**STATED PROBLEM**
Count the lines below that contain the word "carved" and reply with only that number.

**GIVEN INFORMATION**
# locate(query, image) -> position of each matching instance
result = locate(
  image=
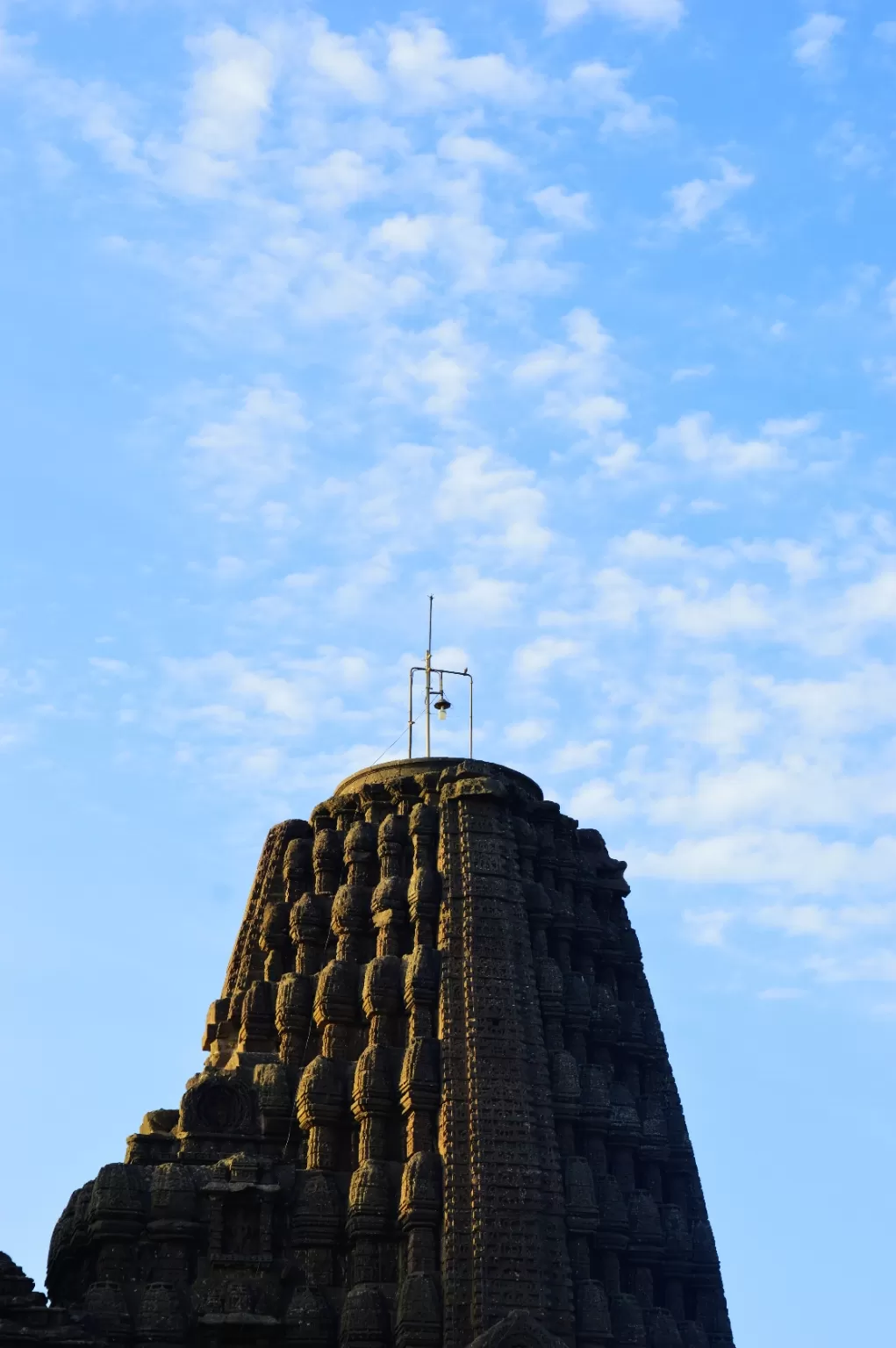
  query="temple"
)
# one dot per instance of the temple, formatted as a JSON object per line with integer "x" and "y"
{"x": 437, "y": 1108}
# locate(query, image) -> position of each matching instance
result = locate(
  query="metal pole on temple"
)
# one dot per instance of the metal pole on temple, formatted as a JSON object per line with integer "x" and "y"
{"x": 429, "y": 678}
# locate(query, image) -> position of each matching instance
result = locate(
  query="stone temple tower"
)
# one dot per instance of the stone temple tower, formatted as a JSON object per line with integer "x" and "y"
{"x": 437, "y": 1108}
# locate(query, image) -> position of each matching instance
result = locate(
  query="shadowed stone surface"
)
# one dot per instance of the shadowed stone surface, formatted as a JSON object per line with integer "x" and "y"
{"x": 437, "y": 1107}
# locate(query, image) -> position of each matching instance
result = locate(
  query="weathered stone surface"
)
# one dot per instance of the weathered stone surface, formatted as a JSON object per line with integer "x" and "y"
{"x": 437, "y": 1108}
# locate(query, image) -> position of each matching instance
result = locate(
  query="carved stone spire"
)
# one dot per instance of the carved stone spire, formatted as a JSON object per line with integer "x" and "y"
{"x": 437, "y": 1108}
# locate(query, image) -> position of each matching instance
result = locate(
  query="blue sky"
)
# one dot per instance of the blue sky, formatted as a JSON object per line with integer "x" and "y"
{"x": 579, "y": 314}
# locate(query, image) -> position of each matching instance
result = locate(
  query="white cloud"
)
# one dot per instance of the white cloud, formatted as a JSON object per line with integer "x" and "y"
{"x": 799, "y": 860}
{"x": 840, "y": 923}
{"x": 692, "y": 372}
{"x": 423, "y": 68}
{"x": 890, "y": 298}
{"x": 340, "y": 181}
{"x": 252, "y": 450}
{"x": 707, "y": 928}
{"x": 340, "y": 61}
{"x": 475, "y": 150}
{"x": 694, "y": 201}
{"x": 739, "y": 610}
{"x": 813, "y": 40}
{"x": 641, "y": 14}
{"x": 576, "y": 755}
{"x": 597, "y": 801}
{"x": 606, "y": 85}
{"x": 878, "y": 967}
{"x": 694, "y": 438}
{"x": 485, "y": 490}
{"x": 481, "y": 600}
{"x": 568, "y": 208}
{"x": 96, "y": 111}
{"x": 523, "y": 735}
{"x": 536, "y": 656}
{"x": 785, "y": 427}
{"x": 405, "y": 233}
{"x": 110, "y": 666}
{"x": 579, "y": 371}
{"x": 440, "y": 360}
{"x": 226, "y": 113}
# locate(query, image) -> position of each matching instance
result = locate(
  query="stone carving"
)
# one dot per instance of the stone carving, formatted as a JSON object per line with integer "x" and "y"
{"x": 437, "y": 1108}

--

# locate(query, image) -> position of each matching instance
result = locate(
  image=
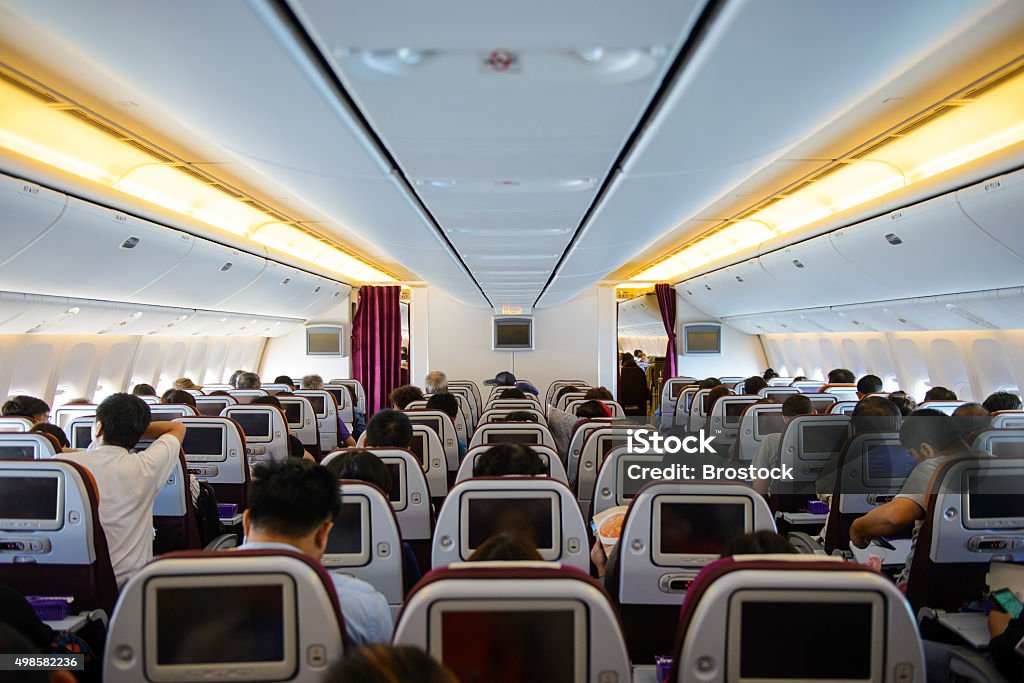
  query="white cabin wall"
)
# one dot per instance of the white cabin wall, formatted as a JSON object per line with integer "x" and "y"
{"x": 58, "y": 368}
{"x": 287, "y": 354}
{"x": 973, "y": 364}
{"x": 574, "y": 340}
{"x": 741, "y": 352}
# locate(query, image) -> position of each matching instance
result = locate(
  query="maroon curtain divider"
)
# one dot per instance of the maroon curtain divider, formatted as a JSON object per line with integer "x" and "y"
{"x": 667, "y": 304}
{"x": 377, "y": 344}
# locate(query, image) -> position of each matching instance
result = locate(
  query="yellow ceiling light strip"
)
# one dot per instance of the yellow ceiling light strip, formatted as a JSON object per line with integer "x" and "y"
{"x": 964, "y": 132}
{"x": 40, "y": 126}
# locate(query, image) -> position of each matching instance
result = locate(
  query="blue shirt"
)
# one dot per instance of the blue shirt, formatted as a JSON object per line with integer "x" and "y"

* * *

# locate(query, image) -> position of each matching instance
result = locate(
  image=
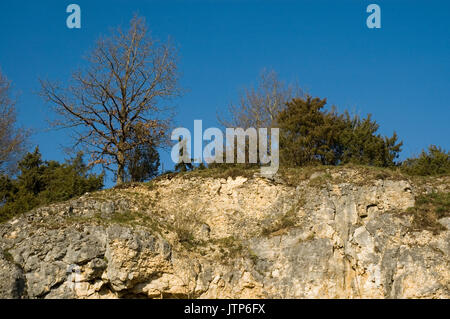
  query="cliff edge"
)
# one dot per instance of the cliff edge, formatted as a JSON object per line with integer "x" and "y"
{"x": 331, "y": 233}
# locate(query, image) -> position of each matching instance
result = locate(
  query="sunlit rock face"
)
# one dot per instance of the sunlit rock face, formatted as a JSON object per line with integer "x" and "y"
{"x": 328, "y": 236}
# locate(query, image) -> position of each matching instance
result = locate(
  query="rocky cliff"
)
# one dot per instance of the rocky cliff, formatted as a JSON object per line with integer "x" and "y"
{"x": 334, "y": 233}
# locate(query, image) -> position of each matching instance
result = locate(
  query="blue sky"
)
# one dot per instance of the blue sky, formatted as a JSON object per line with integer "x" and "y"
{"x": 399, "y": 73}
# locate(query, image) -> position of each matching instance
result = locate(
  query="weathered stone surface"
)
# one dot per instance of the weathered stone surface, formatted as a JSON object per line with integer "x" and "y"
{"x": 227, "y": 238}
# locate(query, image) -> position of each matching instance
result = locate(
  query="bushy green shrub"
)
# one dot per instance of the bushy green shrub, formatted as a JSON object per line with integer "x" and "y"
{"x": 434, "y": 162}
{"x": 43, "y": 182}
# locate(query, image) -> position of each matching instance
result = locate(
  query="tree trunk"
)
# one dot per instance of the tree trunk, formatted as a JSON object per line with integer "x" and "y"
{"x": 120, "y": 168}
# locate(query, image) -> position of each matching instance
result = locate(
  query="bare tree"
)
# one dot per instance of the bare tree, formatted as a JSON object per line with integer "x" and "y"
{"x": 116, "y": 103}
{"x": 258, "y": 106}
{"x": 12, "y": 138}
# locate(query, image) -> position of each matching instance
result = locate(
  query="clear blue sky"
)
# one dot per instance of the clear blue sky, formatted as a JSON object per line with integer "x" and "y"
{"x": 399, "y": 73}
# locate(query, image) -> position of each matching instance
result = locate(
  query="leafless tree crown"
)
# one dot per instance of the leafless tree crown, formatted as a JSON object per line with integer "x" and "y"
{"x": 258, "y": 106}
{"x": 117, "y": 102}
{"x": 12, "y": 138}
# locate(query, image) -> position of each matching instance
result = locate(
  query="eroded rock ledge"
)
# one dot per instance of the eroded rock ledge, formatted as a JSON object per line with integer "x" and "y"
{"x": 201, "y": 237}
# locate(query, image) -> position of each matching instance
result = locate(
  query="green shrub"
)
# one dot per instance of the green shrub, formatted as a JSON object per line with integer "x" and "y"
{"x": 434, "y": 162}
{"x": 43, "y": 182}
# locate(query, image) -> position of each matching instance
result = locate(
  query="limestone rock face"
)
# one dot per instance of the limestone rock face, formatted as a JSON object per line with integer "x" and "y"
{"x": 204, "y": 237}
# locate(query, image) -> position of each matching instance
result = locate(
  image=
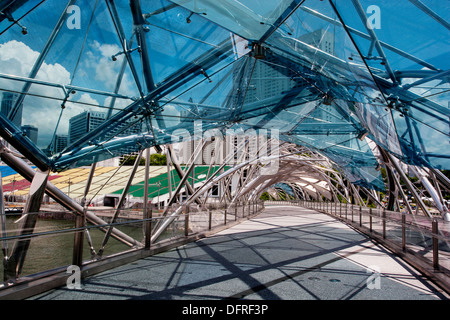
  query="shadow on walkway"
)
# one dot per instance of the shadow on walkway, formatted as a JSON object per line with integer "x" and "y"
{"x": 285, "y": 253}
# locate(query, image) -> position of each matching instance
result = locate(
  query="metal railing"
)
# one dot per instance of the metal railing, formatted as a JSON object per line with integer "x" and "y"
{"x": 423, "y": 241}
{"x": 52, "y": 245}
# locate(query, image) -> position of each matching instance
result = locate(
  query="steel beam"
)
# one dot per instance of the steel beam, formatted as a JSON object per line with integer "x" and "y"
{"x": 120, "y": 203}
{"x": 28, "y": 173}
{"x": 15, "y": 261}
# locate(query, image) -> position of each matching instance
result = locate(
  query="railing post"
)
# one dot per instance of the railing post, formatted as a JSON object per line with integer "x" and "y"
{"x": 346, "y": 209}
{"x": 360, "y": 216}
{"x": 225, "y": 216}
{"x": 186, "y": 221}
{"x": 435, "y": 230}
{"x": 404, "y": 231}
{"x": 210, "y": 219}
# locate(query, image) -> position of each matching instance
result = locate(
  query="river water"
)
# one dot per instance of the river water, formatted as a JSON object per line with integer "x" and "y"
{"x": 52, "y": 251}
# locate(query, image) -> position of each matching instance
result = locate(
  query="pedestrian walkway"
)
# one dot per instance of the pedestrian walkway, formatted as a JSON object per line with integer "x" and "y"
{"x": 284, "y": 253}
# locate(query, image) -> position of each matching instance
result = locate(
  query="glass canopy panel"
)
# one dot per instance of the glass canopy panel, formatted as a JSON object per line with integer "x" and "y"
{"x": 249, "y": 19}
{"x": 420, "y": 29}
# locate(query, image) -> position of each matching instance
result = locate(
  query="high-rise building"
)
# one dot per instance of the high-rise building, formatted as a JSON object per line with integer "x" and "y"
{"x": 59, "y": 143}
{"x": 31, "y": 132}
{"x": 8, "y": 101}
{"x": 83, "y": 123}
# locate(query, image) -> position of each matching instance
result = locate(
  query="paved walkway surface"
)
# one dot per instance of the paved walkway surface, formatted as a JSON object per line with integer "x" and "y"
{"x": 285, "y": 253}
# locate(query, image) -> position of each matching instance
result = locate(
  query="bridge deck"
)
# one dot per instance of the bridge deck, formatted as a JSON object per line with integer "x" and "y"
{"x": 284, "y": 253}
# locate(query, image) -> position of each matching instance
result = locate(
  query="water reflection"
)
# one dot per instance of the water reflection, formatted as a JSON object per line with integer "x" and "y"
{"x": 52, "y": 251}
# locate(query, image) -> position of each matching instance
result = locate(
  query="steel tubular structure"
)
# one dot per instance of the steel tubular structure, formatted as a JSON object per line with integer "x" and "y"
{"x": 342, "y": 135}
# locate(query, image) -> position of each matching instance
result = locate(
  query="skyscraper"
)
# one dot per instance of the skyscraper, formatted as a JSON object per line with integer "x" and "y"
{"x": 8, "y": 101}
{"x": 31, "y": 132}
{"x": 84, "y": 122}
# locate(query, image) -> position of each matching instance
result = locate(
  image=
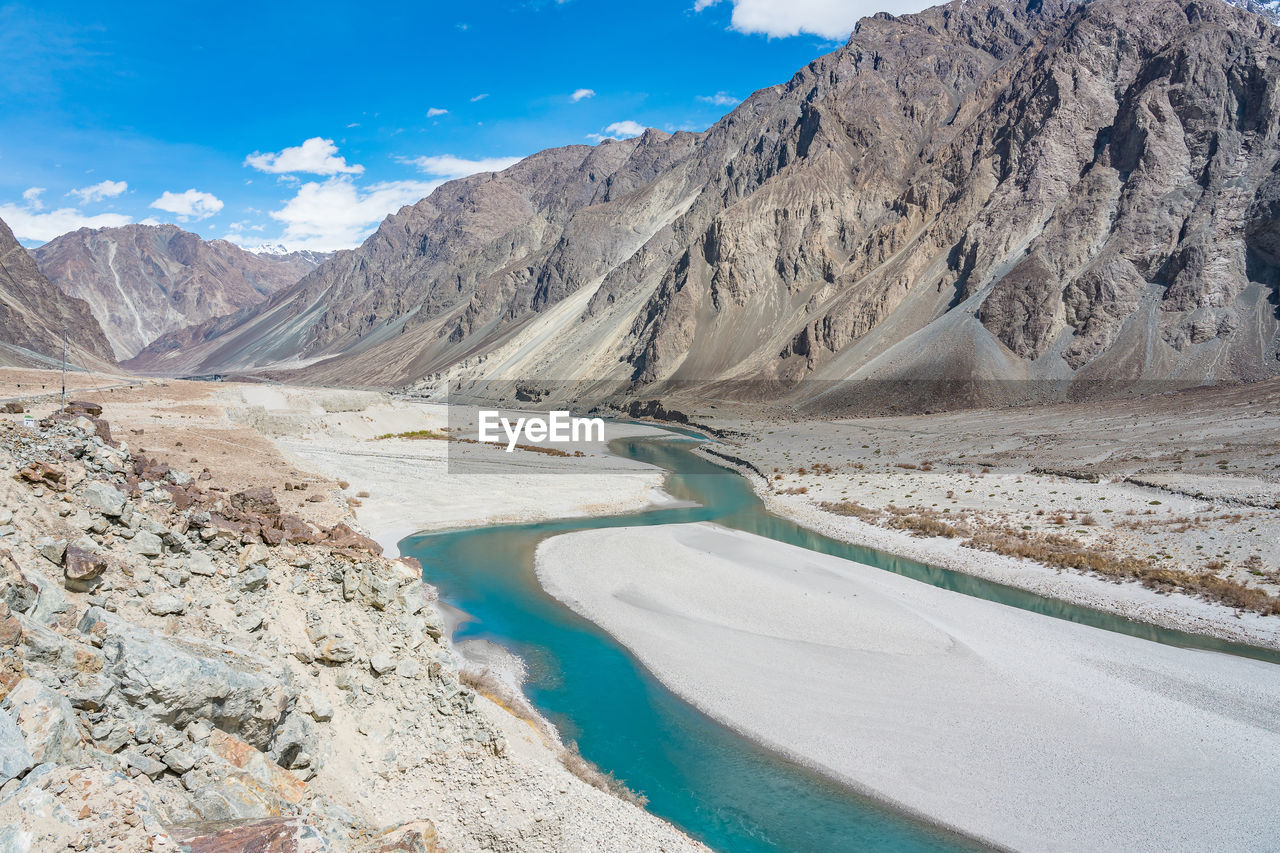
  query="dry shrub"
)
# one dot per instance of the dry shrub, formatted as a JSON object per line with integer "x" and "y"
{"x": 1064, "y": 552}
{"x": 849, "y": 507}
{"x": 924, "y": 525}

**WRITTEN REPLY**
2